◆ EXCERPT PROVIDED
# # # # # # #

Man, not to mention...

Blackstreet - Blackstreet
Black Star - Black Star

FTFY.
posted by SpiffyRob at 1:09 PM on March 13, 2008


I hate to do this.

What about Ani DiFranco?
posted by lunit at 1:50 PM on March 13, 2008


No Pearl Jam? I can't imagine the metric that led to about 100 of those over Pearl Jam (including some that I actually prefer personally). It's nonsensical.
posted by Nabubrush at 2:07 PM on March 13, 2008


Just about the shittiest Cabaret Voltaire album and nothing for The Hafler Trio. I pronounce this list a fuck bucket sandwich.
posted by Lentrohamsanin at 2:42 PM on March 13, 2008 [2 favorites]


Pulp Fiction
OST (1994)
Has anyone made films with better soundtracks than Tarantino?


I have never been a big fan of that "FAIL" meme but Jesus Fucking christ you know nothing about music

FAIL
FAIL
FAIL
FAIL
FAIL
FAIL
posted by drjimmy11 at 3:08 PM on March 13, 2008


ericb writes "No Captain and Tenille? WTF?"

That was probably meant as a joke, but I gotta admit, their hit "Love Will Keep Us Together" surprised me when hearing it recently. It's not brilliant or anything, but it was far better than I remembered, although it probably doesn't sound as corny in retrospect as it did at the time. The keyboard bass is pretty funky ... Sorta reminded me of ABBA, in the sense that it's pure pop with nothing but hooks, and it's very, very shiny. There are times when I find myself playing the mp3 over again, just to make sure the effect hasn't gone ...
posted by krinklyfig at 3:16 PM on March 13, 2008


Sys Rq writes "Is the Guardian just all lists now?"

I think the people who bought Cracked also bought them out ...
posted by krinklyfig at 3:18 PM on March 13, 2008


Along with Cluster and 801 and Roxy and Talking Heads and Bowie and DEVO, Eno produced U2's Achtung Baby. (Which appears twice on the list, bringing it down to 998.)
posted by punchdrunkhistory at 3:23 PM on March 13, 2008


I agree more with the 55 Additional Readers’ Choices ‘Missed’ from the Original List from the alphabetical list than the main choices.

I was also stunned to see Linton Kwesi Johnson - Dread Beat an’ Blood, an album I've always felt was my own personal secret.

# # # # # # #

◆ GIVEN PROBLEM 1
In the stretch of entries from the first one through the line containing "x=491, y=472", swap "one dot per instance" for "one point per instance" and keep everything else unchanged.
The text and the entries have no connection to each other.

Some entries:
# # # # # # #

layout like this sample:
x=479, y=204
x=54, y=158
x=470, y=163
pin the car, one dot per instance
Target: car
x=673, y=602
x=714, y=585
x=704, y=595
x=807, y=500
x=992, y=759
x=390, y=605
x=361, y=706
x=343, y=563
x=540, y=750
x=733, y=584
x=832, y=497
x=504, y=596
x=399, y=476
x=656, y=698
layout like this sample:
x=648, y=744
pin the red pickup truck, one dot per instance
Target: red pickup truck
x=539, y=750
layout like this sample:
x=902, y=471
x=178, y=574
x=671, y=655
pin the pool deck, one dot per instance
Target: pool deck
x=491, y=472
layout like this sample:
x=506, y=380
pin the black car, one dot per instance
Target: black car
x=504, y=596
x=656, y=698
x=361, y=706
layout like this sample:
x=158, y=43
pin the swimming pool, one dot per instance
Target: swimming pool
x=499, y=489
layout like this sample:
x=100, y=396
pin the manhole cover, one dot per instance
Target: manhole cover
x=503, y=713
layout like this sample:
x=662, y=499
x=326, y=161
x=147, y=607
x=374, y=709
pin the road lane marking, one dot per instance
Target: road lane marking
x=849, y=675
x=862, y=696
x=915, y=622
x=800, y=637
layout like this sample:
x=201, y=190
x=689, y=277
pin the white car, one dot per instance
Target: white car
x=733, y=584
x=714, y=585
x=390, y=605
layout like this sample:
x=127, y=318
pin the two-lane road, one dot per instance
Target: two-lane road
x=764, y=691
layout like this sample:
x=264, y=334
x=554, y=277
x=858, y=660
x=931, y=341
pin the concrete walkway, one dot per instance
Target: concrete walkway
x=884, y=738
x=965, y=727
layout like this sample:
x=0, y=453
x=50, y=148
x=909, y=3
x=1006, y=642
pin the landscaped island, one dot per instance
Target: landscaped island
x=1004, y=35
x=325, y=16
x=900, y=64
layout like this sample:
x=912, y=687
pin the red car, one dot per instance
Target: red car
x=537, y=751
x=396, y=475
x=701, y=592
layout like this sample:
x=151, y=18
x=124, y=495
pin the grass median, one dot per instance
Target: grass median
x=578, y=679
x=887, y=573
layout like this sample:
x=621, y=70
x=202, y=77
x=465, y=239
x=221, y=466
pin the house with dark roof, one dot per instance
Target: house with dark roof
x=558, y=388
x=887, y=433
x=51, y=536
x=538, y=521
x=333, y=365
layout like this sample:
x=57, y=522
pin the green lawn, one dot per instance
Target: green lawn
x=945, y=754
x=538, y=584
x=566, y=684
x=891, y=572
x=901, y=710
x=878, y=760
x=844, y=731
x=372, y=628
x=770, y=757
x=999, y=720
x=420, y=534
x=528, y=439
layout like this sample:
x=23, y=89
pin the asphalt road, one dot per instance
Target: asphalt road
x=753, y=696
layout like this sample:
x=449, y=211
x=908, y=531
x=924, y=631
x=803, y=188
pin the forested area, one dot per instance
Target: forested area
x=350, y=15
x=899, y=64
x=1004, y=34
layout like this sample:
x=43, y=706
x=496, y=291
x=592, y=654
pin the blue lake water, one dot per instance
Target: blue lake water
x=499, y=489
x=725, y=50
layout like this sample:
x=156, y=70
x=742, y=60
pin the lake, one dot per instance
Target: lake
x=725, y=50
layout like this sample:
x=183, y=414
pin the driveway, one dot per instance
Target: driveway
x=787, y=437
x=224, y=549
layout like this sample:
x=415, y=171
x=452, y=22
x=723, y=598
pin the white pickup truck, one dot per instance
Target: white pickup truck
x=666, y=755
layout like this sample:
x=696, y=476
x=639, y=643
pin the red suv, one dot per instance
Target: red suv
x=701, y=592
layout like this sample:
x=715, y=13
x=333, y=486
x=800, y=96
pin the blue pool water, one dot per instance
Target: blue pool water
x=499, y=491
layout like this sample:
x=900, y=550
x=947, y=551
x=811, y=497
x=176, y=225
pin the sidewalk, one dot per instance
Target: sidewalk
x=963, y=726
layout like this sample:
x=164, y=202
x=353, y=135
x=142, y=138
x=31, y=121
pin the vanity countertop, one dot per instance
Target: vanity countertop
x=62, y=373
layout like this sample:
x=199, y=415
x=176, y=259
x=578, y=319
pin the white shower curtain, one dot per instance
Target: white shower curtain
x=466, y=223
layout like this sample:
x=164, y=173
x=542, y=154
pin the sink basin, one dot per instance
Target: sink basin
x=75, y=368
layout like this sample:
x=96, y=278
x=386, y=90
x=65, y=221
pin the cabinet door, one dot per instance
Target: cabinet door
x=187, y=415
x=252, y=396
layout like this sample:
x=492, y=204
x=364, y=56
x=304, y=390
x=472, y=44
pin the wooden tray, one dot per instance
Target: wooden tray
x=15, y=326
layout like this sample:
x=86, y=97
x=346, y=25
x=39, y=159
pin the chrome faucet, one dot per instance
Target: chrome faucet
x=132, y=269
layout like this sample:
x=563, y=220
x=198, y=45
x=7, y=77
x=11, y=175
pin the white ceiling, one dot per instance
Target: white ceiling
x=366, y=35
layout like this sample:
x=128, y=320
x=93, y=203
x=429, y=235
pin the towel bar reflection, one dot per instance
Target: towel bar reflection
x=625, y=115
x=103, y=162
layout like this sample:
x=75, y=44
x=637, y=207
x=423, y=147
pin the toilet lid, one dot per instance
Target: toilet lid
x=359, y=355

# # # # # # #

◆ GIVEN PROBLEM 2
Based on the comment thread, is each statement true? (a) punchdrunkhistory says U2's Achtung Baby appears twice on the list. (b) krinklyfig found "Love Will Keep Us Together" worse than remembered. (c) lunit asks why Pearl Jam is missing.

◆ FULL RESPONSE 1
layout like this sample:
x=479, y=204
x=54, y=158
x=470, y=163
pin the car, one point per instance
Target: car
x=673, y=602
x=714, y=585
x=704, y=595
x=807, y=500
x=992, y=759
x=390, y=605
x=361, y=706
x=343, y=563
x=540, y=750
x=733, y=584
x=832, y=497
x=504, y=596
x=399, y=476
x=656, y=698
layout like this sample:
x=648, y=744
pin the red pickup truck, one point per instance
Target: red pickup truck
x=539, y=750
layout like this sample:
x=902, y=471
x=178, y=574
x=671, y=655
pin the pool deck, one point per instance
Target: pool deck
x=491, y=472

◆ FULL RESPONSE 2
(a) Yes: "Which appears twice on the list, bringing it down to 998."
(b) No: "it was far better than I remembered"
(c) No: "What about Ani DiFranco?"